Data listing
((

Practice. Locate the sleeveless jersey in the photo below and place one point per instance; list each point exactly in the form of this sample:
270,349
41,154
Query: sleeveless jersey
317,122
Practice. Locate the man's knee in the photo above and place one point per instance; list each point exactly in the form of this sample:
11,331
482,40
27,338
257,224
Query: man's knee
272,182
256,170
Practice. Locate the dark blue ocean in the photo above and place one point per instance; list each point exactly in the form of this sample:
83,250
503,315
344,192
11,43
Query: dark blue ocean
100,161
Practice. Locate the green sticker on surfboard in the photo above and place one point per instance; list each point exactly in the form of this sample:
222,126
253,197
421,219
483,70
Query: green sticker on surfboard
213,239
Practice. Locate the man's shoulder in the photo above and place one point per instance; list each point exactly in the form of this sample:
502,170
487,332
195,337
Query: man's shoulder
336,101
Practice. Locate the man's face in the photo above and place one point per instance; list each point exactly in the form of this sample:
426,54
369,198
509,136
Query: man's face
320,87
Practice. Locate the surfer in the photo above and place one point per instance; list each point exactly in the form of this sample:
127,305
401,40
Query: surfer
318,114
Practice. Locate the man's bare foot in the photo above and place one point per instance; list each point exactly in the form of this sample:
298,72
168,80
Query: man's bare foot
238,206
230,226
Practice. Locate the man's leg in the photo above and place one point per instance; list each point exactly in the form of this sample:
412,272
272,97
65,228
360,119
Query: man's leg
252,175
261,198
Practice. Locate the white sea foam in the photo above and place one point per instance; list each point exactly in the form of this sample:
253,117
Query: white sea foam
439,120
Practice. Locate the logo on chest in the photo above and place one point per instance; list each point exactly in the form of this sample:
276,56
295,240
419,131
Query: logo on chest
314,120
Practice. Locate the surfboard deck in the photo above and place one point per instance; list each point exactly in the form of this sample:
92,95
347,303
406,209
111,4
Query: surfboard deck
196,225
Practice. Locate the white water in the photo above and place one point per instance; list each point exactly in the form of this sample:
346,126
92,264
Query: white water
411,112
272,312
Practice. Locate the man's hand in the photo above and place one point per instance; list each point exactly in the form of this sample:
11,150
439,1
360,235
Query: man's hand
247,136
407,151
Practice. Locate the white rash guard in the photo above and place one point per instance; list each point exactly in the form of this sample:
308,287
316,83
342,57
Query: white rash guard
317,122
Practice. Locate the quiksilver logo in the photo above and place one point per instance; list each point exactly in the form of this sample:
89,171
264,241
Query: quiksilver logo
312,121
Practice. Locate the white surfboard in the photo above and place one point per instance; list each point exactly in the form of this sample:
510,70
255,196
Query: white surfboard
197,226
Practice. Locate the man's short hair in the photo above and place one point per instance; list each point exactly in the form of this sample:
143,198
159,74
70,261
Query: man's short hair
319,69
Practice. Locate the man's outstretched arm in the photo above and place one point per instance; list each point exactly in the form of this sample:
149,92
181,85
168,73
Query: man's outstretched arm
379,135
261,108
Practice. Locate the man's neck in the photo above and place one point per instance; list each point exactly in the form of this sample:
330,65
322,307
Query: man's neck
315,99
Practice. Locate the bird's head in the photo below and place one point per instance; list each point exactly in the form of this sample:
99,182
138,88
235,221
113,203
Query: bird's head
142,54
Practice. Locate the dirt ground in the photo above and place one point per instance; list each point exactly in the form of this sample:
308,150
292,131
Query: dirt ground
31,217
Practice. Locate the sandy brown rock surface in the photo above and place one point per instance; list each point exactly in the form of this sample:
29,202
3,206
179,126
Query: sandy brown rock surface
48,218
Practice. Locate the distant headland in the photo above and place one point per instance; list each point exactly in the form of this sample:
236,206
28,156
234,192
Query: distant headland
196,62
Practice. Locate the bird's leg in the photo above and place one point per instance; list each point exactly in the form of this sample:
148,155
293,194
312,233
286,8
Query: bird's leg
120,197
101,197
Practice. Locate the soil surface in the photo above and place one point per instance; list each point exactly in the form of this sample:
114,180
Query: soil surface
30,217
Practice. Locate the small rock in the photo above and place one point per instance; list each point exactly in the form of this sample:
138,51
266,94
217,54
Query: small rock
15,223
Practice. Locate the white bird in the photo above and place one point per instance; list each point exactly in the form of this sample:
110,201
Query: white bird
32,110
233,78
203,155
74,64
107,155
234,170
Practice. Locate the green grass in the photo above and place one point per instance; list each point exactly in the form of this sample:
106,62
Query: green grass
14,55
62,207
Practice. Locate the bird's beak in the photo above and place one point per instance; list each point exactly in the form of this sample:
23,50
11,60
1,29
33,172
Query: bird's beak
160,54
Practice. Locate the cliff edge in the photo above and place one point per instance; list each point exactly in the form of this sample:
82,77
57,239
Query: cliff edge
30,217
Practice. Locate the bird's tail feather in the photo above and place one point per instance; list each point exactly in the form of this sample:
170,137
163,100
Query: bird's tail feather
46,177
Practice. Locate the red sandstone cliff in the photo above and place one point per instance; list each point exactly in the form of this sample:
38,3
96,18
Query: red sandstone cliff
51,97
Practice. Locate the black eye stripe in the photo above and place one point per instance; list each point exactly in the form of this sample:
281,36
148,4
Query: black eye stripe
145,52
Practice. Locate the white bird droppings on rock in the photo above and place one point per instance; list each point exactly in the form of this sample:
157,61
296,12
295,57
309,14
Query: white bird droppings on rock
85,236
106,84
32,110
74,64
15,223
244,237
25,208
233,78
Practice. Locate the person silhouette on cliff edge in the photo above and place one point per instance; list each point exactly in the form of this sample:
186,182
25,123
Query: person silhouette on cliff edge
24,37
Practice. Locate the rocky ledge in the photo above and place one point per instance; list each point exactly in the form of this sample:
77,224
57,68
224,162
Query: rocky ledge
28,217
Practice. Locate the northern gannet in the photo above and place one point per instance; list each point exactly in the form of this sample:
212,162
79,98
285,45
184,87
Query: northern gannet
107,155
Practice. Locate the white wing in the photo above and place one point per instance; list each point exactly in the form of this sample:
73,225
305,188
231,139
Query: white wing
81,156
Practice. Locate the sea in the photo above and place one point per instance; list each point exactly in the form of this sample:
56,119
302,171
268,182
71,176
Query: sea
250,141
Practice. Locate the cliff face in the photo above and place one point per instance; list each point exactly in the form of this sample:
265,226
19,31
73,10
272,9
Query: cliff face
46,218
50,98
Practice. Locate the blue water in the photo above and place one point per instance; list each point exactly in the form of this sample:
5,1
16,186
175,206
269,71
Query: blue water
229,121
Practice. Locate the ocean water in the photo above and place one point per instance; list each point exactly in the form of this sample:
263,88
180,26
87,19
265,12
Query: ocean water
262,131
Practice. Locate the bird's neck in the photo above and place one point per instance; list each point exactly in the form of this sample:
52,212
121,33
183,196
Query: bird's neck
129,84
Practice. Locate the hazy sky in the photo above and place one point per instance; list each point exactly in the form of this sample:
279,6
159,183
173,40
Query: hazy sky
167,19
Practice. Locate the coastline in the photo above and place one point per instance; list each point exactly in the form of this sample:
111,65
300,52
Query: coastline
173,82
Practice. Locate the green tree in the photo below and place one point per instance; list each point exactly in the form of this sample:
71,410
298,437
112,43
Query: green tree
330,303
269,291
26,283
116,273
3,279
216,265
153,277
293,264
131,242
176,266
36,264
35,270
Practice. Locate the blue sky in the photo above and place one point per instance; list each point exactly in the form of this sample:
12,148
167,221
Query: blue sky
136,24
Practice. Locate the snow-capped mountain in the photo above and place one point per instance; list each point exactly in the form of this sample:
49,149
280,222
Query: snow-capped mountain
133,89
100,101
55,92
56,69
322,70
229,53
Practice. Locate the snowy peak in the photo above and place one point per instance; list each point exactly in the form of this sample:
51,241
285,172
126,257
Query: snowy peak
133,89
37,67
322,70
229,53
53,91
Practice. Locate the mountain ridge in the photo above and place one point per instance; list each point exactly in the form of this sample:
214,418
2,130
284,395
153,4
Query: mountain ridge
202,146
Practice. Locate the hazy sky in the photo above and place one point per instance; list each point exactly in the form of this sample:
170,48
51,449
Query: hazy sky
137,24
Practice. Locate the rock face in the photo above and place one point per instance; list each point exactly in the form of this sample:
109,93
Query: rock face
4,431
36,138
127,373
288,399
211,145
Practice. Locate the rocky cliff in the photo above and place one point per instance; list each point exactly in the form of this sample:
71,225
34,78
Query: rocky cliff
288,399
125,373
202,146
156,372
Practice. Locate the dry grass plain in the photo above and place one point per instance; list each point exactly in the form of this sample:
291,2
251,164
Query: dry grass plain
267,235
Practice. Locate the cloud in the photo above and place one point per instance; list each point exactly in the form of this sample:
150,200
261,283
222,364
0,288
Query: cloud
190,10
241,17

))

Update the rows starting at the line containing "Practice. Locate the dry" and ending at the last row by replacing "dry grass plain" with "grassy savanna". Write those lines out again with everything else left unchanged.

### Answer to this exercise
Practice. Locate the grassy savanna in the photo above and place one point per instance; list each point exactly in the form of this sample:
291,2
251,164
Query: grassy savanna
267,235
Practice. Locate the cloud in the photo above and place one point per instance; list each point exactly in the form of this sample:
150,200
261,283
222,364
0,288
Query: cloud
190,10
241,17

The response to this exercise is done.